YOUR INSTRUCTIONS: According to the Kerberos passage, what two countermeasures did classic Unix systems use against dictionary attacks on password files?

SOURCE EXTRACT:
---
[Next] [Up] [Previous] [Index]

Protocols and Privacy Amplification

In the previous section, we have examined the Kerberos system, which provides cryptographic protection to networked computers.

It had one important limitation: if a user chooses a poor password, that is, not one so poor that it could be guessed in a few tries at a computer terminal for attempts to directly log on to the actual system, but merely one poor enough that an attacker trying thousands of passwords from a list on a computer of his own could find the password on that list, that user's security can be compromised.

Note that the IBM system examined in the section before it did not have this weakness; it, however, depended on tamper-proof hardware being present on the user terminals. With this proviso, it is possible to do anything public-key methods can achieve, and more. Kerberos, however, did not even use any public-key techniques.

This technique, a dictionary attack, had also been used against password files on classic Unix systems: two countermeasures were employed to block this attack there: one was salt, a random value which is hashed with the user's password (this prevents the attacker from precomputing a dictionary of hashed common passwords, but a dictionary attack remains possible, just somewhat slower, as the dictionary must be hashed for each user under attack) and another was a shadow password file (in Unix, unlike in most other timesharing operating systems, the file with user IDs and the hashes of their passwords was actually readable by all normal users of the computer), which meant that the attacker could not read the file with the hashes of user passwords.

Securing Kerberos Simply

How can Kerberos be modified so that it is immune to the dictionary attack?

Kerberos is vulnerable to a dictionary attack because there are components of some messages that are encrypted with the user's permanent secret key (the one derived from the user's current password) that can, in combination with components of other messages, be seen to be correctly deciphered if a correct guess at the user's password is applied to them.

Specifically, the second message, from the Kerberos server to the user, contains a copy of the session key for the dialogue between the user and the ticket-granting server. This session key is then used by the user to encipher an authenticator which is sent to the ticket-granting server in the third message. That authenticator contains the current time and the user's name, and since these two values are public information, a correct value for the session key, which a correct guess at the password would yield, can be seen to be correct when these two values emerge.
---
DATA EXCERPTS:
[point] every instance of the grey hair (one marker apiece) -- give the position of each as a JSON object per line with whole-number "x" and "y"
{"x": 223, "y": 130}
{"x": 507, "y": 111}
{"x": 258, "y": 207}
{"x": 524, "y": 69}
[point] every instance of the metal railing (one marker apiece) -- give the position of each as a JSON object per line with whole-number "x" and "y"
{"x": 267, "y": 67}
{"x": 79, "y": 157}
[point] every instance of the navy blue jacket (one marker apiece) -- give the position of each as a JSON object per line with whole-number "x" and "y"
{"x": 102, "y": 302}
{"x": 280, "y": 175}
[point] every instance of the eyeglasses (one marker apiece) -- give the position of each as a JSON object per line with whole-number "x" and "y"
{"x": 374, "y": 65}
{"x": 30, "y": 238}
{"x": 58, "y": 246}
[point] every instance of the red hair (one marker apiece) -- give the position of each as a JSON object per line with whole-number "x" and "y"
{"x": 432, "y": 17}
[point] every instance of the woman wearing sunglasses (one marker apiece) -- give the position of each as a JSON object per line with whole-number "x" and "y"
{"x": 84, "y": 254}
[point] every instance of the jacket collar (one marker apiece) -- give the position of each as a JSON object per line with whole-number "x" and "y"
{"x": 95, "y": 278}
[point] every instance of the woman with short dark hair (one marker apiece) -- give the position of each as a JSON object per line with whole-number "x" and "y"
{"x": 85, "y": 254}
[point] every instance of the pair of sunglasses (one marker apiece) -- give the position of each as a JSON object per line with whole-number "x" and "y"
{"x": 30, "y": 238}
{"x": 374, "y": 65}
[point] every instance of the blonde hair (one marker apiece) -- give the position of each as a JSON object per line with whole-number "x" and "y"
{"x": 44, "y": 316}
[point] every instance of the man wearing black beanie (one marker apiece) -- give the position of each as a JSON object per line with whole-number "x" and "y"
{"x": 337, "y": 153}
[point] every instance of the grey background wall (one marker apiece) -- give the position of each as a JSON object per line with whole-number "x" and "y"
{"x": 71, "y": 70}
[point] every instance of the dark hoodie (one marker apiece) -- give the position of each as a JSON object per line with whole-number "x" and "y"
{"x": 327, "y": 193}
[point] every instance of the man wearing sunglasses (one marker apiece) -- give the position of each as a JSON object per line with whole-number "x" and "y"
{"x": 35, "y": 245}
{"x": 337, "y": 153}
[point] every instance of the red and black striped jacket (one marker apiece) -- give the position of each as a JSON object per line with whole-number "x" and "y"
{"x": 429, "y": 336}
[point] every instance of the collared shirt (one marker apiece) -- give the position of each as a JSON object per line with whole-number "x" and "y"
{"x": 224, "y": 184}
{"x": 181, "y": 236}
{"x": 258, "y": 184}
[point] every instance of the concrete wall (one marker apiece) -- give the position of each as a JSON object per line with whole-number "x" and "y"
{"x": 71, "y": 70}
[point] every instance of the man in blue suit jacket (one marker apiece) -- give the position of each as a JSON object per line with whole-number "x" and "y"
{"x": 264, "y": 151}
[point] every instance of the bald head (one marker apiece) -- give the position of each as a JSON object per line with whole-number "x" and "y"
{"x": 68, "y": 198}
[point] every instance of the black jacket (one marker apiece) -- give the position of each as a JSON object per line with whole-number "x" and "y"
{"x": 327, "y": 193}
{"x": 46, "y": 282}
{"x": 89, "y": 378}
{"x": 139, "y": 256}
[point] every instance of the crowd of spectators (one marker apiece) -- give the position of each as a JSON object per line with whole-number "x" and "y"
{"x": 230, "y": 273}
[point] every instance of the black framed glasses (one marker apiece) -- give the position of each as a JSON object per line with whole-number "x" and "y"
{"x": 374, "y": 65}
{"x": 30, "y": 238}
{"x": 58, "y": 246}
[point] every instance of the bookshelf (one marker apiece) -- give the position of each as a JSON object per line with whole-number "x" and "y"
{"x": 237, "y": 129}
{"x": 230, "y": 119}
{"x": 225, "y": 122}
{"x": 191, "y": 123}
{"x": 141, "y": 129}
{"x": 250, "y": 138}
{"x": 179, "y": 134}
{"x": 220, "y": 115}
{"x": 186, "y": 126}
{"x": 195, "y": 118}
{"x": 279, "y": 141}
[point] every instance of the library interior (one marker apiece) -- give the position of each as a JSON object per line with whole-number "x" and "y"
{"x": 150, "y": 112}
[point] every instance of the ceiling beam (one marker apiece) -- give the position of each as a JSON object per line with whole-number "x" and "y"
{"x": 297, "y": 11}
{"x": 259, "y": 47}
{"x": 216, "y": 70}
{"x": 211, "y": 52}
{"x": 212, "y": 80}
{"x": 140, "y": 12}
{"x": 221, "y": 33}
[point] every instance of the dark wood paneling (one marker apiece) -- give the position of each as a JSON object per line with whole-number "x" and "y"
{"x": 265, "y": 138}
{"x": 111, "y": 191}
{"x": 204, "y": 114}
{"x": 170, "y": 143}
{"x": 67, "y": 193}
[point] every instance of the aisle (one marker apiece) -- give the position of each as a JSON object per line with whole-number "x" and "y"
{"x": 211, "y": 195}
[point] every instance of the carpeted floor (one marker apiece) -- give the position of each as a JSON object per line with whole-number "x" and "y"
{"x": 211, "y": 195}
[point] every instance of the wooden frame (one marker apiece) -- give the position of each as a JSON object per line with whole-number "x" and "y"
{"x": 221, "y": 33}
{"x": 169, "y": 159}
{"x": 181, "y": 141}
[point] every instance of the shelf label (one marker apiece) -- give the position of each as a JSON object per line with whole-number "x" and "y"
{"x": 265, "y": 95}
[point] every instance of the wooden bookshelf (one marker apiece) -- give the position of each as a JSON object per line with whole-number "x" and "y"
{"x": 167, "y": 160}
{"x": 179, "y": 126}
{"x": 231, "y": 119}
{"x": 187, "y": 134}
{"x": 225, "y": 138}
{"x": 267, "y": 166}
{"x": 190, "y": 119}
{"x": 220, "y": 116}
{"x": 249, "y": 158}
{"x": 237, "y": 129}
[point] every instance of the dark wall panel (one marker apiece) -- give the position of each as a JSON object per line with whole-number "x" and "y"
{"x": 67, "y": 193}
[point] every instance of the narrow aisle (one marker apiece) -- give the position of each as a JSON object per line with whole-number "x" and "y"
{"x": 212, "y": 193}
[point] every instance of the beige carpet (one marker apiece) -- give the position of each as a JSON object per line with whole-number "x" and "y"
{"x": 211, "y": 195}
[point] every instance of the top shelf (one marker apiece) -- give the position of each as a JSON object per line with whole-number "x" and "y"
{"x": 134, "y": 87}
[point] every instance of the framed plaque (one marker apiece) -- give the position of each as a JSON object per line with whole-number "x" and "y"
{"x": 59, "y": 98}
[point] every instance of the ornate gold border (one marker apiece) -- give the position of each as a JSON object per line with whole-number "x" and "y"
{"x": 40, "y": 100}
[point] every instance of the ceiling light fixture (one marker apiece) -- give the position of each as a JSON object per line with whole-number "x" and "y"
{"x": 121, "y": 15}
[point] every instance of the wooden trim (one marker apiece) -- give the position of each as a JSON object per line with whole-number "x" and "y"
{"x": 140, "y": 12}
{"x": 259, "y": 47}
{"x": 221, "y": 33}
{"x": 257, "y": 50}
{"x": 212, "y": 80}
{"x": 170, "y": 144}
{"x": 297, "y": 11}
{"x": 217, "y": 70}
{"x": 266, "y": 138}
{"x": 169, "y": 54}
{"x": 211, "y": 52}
---
SOLUTION: Salt and a shadow password file.